* _EXERCISE TEXT_
****************************************
2016 Zhen ZhangZhen Zhang - ISLE OF ISLAY - NATURE OBSERVATORY
ISLE OF ISLAY - NATURE OBSERVATORY
Remembrance of a Forgotten Treaty between Man and Nature

PROTAGONIST
The protagonist HOMO NOVUS is a future metropolitan, with all symptoms of “blasé” (Simmel, 1903). With the convenience of high-tech, his senses become rusty. Full automation gives him abundant time to “play”, as the Situationists favor. However, to be a ludic Dadaist in the banal urban environment is no longer possible. In order to play at all, he needs to reconnect to his biological roots. He goes on exile for a surrealistic psycho-geographical therapy.

PLACE
Isle of Islay, an oceanic island in Scotland, is dominated by sublime nature. In an age when human life is increasingly artificial, the Scottish island with its long tradition of clans, pagan rituals, and nature worship, can help reestablish broken ties. Travel logs, tales and folklores collected in 18-19th century; along with built structures like Stonehenge manifest an earlier relationship between man and nature.
****************************************
* _DATA RECORDS_
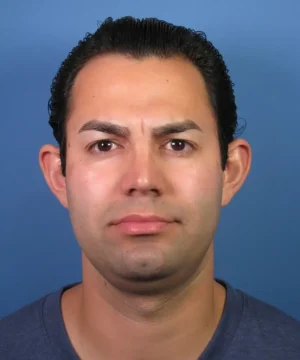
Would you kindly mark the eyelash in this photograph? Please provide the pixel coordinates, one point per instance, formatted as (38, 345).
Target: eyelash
(93, 146)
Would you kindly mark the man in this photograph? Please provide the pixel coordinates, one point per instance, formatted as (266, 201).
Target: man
(145, 116)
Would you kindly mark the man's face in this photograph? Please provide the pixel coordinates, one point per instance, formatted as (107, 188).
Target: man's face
(142, 169)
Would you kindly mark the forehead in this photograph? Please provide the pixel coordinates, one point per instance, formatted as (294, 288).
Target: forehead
(115, 86)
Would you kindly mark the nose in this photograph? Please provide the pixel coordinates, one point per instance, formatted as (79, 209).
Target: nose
(143, 176)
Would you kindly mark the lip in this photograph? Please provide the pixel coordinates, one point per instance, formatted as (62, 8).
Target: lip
(141, 218)
(137, 224)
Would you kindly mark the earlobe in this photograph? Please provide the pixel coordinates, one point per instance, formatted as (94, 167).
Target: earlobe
(237, 169)
(50, 163)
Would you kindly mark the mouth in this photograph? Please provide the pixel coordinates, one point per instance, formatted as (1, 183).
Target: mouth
(142, 224)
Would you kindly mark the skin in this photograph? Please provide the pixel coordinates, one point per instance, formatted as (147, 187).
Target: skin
(139, 292)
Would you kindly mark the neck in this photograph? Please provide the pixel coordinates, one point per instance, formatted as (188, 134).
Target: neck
(105, 323)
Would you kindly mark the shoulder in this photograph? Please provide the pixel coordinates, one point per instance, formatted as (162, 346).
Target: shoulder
(269, 327)
(23, 333)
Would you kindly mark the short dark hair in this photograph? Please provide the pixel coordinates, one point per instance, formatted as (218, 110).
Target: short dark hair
(140, 38)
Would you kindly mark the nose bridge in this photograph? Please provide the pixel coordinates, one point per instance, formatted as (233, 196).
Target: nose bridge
(143, 173)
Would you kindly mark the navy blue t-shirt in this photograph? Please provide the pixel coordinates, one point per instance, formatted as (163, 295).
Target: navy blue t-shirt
(249, 330)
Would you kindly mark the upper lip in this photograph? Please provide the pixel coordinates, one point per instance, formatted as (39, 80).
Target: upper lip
(141, 218)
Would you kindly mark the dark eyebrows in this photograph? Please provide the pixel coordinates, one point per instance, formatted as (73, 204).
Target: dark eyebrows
(121, 131)
(175, 128)
(105, 127)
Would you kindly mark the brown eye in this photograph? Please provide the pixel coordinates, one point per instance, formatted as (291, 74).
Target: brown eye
(178, 145)
(104, 145)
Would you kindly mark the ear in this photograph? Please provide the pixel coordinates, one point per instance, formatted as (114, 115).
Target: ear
(50, 163)
(237, 168)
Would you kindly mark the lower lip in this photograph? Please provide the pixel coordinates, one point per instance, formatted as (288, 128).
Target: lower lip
(142, 228)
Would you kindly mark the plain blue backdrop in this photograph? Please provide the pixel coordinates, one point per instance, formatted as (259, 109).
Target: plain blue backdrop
(258, 240)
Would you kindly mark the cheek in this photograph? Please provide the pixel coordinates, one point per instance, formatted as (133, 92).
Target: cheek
(87, 188)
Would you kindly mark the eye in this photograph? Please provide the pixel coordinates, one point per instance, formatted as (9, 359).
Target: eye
(179, 145)
(105, 145)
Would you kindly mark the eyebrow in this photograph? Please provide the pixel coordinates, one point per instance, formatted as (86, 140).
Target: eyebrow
(122, 131)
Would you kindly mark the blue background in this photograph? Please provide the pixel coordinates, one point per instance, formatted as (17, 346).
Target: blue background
(257, 243)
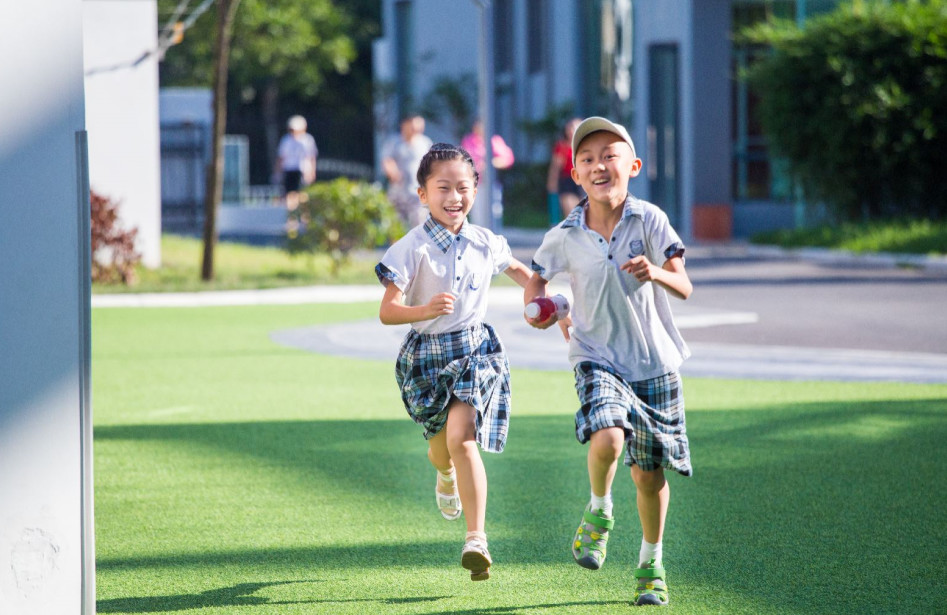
****************************************
* _EXERCISES_
[1] Using the Isle of Islay text, answer each question:
(a) What is the name of the protagonist?
(b) In which country is the Isle of Islay?
(c) Which built structure is named in the text?
[2] In the Isle of Islay text, copy the passage between "2016 Zhen ZhangZhen" and "surrealistic psycho-geographical therapy.", inclusive, and switch "metropolitan" to "city dweller".
[3] Say whether each statement agrees with the Isle of Islay text, and quote the words that decide it:
(a) High-tech sharpens the protagonist's senses.
(b) The Isle of Islay is dominated by sublime nature.
(c) The travel logs, tales and folklores were collected in the 20th century.
The records stand on their own and are not part of the Isle of Islay text.

* _RESULTS OF THE EXERCISE_
[1]
(a) HOMO NOVUS
(b) Scotland
(c) Stonehenge

[2]
2016 Zhen ZhangZhen Zhang - ISLE OF ISLAY - NATURE OBSERVATORY
ISLE OF ISLAY - NATURE OBSERVATORY
Remembrance of a Forgotten Treaty between Man and Nature

PROTAGONIST
The protagonist HOMO NOVUS is a future city dweller, with all symptoms of “blasé” (Simmel, 1903). With the convenience of high-tech, his senses become rusty. Full automation gives him abundant time to “play”, as the Situationists favor. However, to be a ludic Dadaist in the banal urban environment is no longer possible. In order to play at all, he needs to reconnect to his biological roots. He goes on exile for a surrealistic psycho-geographical therapy.

[3]
(a) No: "With the convenience of high-tech, his senses become rusty."
(b) Yes: "Isle of Islay, an oceanic island in Scotland, is dominated by sublime nature."
(c) No: "Travel logs, tales and folklores collected in 18-19th century"